For a boost converter, an inductor, a switch to ground and a diode from a "T". When the switch is closed, a circuit is formed from the input through the inductor to ground. The inductor is, effectively, "charged," in more or less the same way as a capacitor in parallel is (in fact, inductors are the opposite of capacitors in many ways, including how they behave in series or in parallel). When the switch is opened, the current through the inductor suddenly drops to a fraction of what it was. Inductors resist changes in current. In this case, it does so by creating voltage. That voltage passes through the diode (which, when the switch was closed prevented the driven circuit from shorting to ground through the switch), and powers the load, now at a higher voltage. As the voltage drops, the controller in charge of the switch closes it to start another cycle. Lather, rinse, repeat.

For a buck converter, the T is rearranged so that the switch is on the left, the inductor on the right, and the diode vertical. While the switch is closed, the supply will attempt
To raise the voltage supplied to the load through the inductor. When the voltage rises too high, the switch will open. The diode will "connect" the input lead of the inductor to ground, and the inductor - since it resists a change in current by supplying voltage - will power the circuit.

The CUI converters are certainly convenient. And I will still probably use the bipolar ones if for no other reason than to save space. But the next version of the Hydra may be powered by a discrete 5v buck converter from the 12v supply instead of a module.

Tuesday, May 13, 2014

GPS Pack v1.1 is a go

The prototype boards came, and they worked flawlessly.

Data entries:
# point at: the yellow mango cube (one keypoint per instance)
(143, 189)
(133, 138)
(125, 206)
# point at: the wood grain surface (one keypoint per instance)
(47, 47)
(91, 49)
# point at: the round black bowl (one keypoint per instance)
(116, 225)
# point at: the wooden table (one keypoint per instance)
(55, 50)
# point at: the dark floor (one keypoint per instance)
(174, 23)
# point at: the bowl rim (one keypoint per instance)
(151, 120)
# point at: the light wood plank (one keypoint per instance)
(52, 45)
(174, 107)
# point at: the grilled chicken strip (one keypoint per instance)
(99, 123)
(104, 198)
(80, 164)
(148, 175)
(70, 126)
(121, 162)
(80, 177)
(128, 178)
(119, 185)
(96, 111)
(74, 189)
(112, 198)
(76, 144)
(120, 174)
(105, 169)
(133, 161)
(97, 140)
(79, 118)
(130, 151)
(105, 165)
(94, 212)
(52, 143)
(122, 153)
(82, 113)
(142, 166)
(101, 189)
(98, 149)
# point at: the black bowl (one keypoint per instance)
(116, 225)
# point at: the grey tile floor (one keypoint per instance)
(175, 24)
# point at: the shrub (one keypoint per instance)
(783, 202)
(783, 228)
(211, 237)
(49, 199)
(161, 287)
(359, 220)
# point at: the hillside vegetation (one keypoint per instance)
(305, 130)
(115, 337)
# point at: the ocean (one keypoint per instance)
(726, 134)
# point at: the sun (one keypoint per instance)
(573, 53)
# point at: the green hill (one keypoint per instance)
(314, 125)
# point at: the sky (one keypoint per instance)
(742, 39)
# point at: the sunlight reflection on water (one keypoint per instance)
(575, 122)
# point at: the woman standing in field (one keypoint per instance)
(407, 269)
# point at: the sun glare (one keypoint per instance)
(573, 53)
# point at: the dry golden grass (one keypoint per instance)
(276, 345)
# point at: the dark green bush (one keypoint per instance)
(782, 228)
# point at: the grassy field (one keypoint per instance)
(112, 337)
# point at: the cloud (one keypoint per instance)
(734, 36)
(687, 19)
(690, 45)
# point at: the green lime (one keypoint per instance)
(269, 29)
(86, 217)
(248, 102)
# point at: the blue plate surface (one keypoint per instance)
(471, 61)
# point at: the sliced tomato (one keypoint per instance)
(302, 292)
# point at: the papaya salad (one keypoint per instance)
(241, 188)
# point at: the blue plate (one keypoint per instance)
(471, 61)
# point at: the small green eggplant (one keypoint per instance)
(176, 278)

Stated exercise: According to the source excerpt on boost and buck converters, what may power the next version of the Hydra instead of a module?

Response: A discrete 5v buck converter from the 12v supply.